DIRECTIONS FOR THIS TASK:
Write out all of the lines below, exactly and completely.

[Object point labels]
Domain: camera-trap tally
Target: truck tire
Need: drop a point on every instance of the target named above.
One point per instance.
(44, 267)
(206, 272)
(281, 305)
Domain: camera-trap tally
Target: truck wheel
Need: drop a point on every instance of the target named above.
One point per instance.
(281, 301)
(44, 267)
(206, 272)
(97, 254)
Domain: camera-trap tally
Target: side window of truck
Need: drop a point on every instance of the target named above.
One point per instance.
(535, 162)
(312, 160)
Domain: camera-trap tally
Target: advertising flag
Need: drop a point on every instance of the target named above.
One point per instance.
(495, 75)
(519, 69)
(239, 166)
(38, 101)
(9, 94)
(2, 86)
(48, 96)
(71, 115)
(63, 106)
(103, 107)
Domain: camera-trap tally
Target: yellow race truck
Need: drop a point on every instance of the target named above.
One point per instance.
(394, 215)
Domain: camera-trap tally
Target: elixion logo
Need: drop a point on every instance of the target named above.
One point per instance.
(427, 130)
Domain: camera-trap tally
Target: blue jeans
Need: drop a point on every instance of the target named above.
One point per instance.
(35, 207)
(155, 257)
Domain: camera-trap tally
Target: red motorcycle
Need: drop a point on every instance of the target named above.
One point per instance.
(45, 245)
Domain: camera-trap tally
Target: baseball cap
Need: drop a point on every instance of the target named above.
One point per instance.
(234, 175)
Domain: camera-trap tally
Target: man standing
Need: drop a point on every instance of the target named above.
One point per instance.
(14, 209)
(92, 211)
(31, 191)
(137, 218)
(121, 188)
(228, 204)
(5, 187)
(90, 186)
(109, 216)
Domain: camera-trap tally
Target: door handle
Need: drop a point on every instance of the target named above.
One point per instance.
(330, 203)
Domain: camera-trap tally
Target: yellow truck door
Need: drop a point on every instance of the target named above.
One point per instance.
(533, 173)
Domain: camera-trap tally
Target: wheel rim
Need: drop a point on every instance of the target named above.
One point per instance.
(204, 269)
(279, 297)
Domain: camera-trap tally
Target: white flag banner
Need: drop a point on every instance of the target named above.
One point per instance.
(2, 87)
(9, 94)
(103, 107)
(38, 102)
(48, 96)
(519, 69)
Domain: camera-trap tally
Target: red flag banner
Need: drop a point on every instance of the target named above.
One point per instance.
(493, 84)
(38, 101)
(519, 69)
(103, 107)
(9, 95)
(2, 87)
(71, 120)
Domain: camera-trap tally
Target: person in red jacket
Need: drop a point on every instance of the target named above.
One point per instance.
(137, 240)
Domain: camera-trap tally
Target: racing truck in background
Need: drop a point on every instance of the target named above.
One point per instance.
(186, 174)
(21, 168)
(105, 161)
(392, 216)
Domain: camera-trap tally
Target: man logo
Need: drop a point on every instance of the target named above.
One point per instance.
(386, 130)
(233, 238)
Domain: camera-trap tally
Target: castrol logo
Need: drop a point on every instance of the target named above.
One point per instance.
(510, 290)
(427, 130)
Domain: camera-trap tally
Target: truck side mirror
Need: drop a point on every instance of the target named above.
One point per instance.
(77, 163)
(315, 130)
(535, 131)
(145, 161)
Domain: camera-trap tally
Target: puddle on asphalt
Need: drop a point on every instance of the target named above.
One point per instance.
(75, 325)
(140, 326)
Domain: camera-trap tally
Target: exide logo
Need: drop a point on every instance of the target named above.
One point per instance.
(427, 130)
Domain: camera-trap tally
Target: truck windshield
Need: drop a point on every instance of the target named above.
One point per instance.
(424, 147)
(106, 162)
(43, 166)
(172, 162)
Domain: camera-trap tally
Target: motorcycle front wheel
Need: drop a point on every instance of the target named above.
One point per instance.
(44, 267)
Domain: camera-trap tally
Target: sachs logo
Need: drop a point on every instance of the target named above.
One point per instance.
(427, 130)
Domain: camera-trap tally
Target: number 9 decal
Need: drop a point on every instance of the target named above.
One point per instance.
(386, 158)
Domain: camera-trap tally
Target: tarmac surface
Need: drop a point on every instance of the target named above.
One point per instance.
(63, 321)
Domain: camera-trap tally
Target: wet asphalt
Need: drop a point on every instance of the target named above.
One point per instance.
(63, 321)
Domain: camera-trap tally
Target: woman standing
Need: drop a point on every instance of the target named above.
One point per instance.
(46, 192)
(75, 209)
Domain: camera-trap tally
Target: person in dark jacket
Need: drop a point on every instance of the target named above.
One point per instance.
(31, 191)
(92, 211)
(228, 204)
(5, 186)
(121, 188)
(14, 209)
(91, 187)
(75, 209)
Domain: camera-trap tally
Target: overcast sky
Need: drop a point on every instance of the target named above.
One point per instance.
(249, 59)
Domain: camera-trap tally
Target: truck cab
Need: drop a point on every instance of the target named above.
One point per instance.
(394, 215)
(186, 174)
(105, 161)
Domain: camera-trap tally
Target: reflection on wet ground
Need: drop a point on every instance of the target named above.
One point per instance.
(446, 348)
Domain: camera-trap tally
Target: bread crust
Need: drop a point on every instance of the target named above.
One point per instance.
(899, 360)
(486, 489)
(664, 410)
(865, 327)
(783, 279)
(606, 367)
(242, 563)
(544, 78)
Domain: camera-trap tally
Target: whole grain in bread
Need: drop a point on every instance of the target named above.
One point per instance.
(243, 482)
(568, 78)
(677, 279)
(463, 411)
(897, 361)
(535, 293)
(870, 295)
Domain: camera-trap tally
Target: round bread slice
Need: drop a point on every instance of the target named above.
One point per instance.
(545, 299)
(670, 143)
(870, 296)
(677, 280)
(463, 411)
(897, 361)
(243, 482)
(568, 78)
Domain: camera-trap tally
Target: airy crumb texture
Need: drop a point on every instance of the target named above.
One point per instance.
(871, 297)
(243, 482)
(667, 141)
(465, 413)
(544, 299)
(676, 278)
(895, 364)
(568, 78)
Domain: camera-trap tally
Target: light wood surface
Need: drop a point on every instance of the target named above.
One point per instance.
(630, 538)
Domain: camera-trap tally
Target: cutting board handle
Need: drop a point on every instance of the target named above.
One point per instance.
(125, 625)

EXERCISE RESPONSE:
Domain: camera-trap tally
Target: truck tire
Need: drop a point on every instance of the target named above.
One point per instance.
(44, 267)
(206, 272)
(281, 305)
Domain: camera-trap tally
Target: truck wheel
Need: drop a point on every instance of the target named above.
One point per instance.
(281, 301)
(44, 267)
(206, 272)
(97, 254)
Domain: camera-trap tally
Target: side window of truck
Need: drop a point on every instance of the target named above.
One point per instance.
(535, 162)
(312, 160)
Domain: camera-trap tally
Target: advertising flag
Need: drop a point on every instance of the target named above.
One point per instance.
(495, 75)
(519, 69)
(239, 166)
(38, 101)
(9, 94)
(2, 86)
(48, 96)
(71, 115)
(63, 106)
(103, 107)
Domain: camera-trap tally
Target: yellow race truck
Need: drop a point on every instance of the target named above.
One point per instance.
(394, 215)
Domain: camera-trap tally
Target: elixion logo
Need: drop a point on every instance of the target named above.
One point per instance.
(427, 130)
Domain: camera-trap tally
Target: blue jeans
Need: drop a point on every instance of the target named above.
One point per instance.
(35, 207)
(155, 257)
Domain: camera-trap tally
Target: red motorcycle
Need: drop a point on every instance of the target named above.
One point per instance.
(45, 245)
Domain: camera-trap tally
Target: baseball cap
Need: drop a point on every instance of the target named above.
One point per instance.
(234, 175)
Domain: camera-trap tally
Target: man standing
Need: drop a point on every instance of the target named above.
One point per instance.
(14, 209)
(92, 211)
(31, 191)
(137, 218)
(121, 188)
(228, 204)
(5, 187)
(90, 186)
(109, 216)
Domain: camera-trap tally
Target: door handle
Need: drop a point on every instance of the target named above.
One point per instance.
(330, 203)
Domain: camera-trap tally
Target: yellow truck door
Need: drop a point on every instance of the target named above.
One point per instance.
(533, 173)
Domain: camera-trap tally
Target: wheel rim
Need: drop a point on every instance of the target named above.
One point per instance.
(204, 269)
(279, 297)
Domain: camera-trap tally
Target: white flag banner
Need: drop a point on every instance of the target named above.
One point per instance.
(2, 87)
(9, 94)
(103, 107)
(38, 102)
(48, 96)
(519, 69)
Domain: camera-trap tally
Target: red flag banner
Need: drop a point on every instance of the target named above.
One point per instance.
(493, 84)
(38, 101)
(519, 69)
(103, 107)
(9, 95)
(2, 87)
(71, 120)
Domain: camera-trap tally
Target: person in red jacket
Need: drop a point on every instance of the target named above.
One point per instance.
(137, 240)
Domain: camera-trap tally
Target: racing truck in background
Need: drop a point on every instance of the target named above.
One point per instance.
(186, 174)
(21, 168)
(105, 161)
(392, 216)
Domain: camera-trap tally
Target: man logo
Need: drop a point on every instance of the target named above.
One point per instance.
(386, 130)
(233, 238)
Domain: camera-trap tally
Target: castrol logo
Need: drop a point on every instance of the target named above.
One point per instance.
(510, 290)
(427, 130)
Domain: camera-trap tally
Target: truck side mirror
Need: drop a point on every instance of the target named above.
One point per instance.
(77, 163)
(315, 130)
(535, 131)
(145, 161)
Domain: camera-trap tally
Target: puddle on asphalt
Need: drop a point on every instance of the target named above.
One point per instance.
(75, 325)
(140, 326)
Domain: camera-trap tally
Target: exide logo
Need: drop a point on every instance of the target named above.
One point per instance.
(427, 130)
Domain: camera-trap tally
Target: truck windshield
Need: drop a point on every instance of the target named above.
One point per instance.
(424, 147)
(106, 162)
(43, 166)
(172, 162)
Domain: camera-trap tally
Target: motorcycle front wheel
Need: drop a point on every instance of the target named above.
One point per instance.
(44, 267)
Domain: camera-trap tally
Target: sachs logo
Need: drop a point on every instance of the target named above.
One point per instance.
(427, 130)
Domain: camera-trap tally
Target: number 9 decal
Need: drop a point on every instance of the target named above.
One point per instance.
(386, 158)
Domain: camera-trap tally
Target: tarmac surface
Need: drop a point on every instance of the target named above.
One point per instance.
(63, 321)
Domain: camera-trap tally
Target: wet asphalt
Need: drop a point on every instance of the target named above.
One point per instance.
(63, 321)
Domain: camera-trap tally
Target: woman standing
Need: drop a point on every instance of the target named above.
One point per instance.
(46, 192)
(75, 209)
Domain: camera-trap tally
Target: person in dark jacket
Need: drop a point on every instance of the target named above.
One point per instance.
(31, 191)
(92, 211)
(228, 204)
(5, 186)
(121, 188)
(14, 209)
(91, 187)
(75, 209)
Domain: camera-trap tally
Target: overcast sky
Need: drop a point on every instance of the target named above.
One point per instance.
(249, 59)
Domain: camera-trap tally
Target: truck cab
Need: drop a point on every instance of the target named above.
One point per instance.
(394, 215)
(186, 174)
(105, 161)
Domain: camera-trap tally
Target: reflection on wet ground
Need: drop a point on every instance of the target named above.
One point per instance.
(446, 348)
Domain: camera-trap tally
Target: bread crust
Need: drop a point on every instance of the target named above.
One point per instance.
(899, 360)
(486, 489)
(664, 410)
(865, 327)
(783, 279)
(606, 367)
(242, 563)
(544, 78)
Domain: camera-trap tally
Target: whole grain in bread
Need: drop a point on every instance of the target named above.
One point per instance.
(243, 482)
(568, 78)
(677, 279)
(463, 411)
(897, 361)
(535, 293)
(870, 295)
Domain: camera-trap tally
Target: round bread slice
Need: drop a point on every instance of the target named above.
One point per instance.
(545, 299)
(670, 143)
(870, 296)
(677, 280)
(463, 411)
(897, 361)
(243, 482)
(568, 78)
Domain: camera-trap tally
Target: airy crumb texture
Need: drop a point on every instance of the target named above.
One point per instance.
(871, 297)
(243, 482)
(667, 141)
(465, 413)
(544, 299)
(676, 278)
(895, 364)
(568, 78)
Domain: camera-trap tally
Target: light wood surface
Need: drop a point on every instance of the target named above.
One point per instance.
(630, 538)
Domain: camera-trap tally
Target: cutting board handle
Need: drop a point on every instance of the target named above.
One point per instance.
(125, 625)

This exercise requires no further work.